ФРАГМЕНТ ТЕКСТА =>
Она, разумеется, имеет смысл –  как конструкционная схема, но никоим образом в книге не отрегулирована, хаотична.
В результате читатель нихрена не понимает: книга местами забавна и остроумна, изобилует настоящими литературными перлами, достойными вхождения в учебники по синтаксису, лингвистике, семиотике, но имеет характер именно ЧЕРНОВИКА… какой-то дьявольски интересной книги, но, к сожалению, не самой книги.
Хотя… как знать! Просто, если принять это сочинение «За гвоздями в Европу» или его дальнейшую версию «ЧоЧоЧо» за такой специальный и окончательный вариант литературы, то надо признать тогда, что она рушит базовые принципы написания «литературы драматического типа». Это странный, романтический, слегка маргинальный симбиоз «литературы драматического типа» и литературы под названием «поток сознания».

ЗАПИСИ ДАННЫХ =>
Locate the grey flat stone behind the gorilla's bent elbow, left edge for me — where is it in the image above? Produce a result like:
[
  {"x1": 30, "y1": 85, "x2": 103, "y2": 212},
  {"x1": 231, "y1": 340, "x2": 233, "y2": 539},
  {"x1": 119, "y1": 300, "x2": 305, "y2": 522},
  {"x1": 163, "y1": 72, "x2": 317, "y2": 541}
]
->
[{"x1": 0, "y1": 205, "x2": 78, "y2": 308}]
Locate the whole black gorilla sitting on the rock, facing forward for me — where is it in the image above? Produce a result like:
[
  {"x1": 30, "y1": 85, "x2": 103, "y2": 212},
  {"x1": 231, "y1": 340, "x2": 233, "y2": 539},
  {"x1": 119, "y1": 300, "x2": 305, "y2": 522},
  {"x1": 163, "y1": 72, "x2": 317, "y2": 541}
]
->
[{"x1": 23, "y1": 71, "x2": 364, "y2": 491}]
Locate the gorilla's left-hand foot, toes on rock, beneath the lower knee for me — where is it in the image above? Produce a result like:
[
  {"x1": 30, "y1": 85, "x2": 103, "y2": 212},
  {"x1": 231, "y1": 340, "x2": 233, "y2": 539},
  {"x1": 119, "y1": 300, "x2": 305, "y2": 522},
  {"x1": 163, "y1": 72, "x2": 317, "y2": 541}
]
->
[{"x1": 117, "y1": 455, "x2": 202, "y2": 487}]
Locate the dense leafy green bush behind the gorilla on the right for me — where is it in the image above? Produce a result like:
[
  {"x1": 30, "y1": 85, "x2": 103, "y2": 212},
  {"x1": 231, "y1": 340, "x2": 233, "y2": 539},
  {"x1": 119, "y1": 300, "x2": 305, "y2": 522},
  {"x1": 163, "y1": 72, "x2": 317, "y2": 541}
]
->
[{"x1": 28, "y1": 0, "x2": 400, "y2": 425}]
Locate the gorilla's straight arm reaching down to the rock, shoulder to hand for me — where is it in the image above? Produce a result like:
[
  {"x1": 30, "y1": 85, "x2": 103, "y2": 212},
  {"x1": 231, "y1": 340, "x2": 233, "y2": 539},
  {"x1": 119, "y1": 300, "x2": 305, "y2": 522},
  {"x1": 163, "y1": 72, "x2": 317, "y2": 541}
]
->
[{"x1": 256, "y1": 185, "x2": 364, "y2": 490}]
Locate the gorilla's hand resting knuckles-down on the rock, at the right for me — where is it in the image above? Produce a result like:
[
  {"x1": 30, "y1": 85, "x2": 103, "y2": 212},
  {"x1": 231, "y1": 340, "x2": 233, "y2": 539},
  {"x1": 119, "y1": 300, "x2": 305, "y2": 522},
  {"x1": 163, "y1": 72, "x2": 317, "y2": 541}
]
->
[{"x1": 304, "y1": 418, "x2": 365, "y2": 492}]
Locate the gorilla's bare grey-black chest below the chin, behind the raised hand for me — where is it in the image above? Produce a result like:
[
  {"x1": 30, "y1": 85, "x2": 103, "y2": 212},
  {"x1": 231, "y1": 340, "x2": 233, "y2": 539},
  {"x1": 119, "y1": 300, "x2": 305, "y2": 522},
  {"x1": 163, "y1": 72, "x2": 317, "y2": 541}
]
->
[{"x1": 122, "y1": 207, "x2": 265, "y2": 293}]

ЗАДАНИЕ =>
Пожалуйста, определите, согласуются ли с фрагментом утверждения (a), (b) и (c). Ответьте на каждое «да» или «нет» и приведите точную цитату из фрагмента, которая это решает.
(a) Книга имеет характер черновика.
(b) Дальнейшая версия сочинения «За гвоздями в Европу» называется «ЧоЧоЧо».
(c) Читатель легко понимает книгу.
Записи взяты из другого источника.

ИТОГОВЫЙ ОТВЕТ =>
(a) Да: «имеет характер именно ЧЕРНОВИКА».
(b) Да: «или его дальнейшую версию «ЧоЧоЧо»».
(c) Нет: «читатель нихрена не понимает».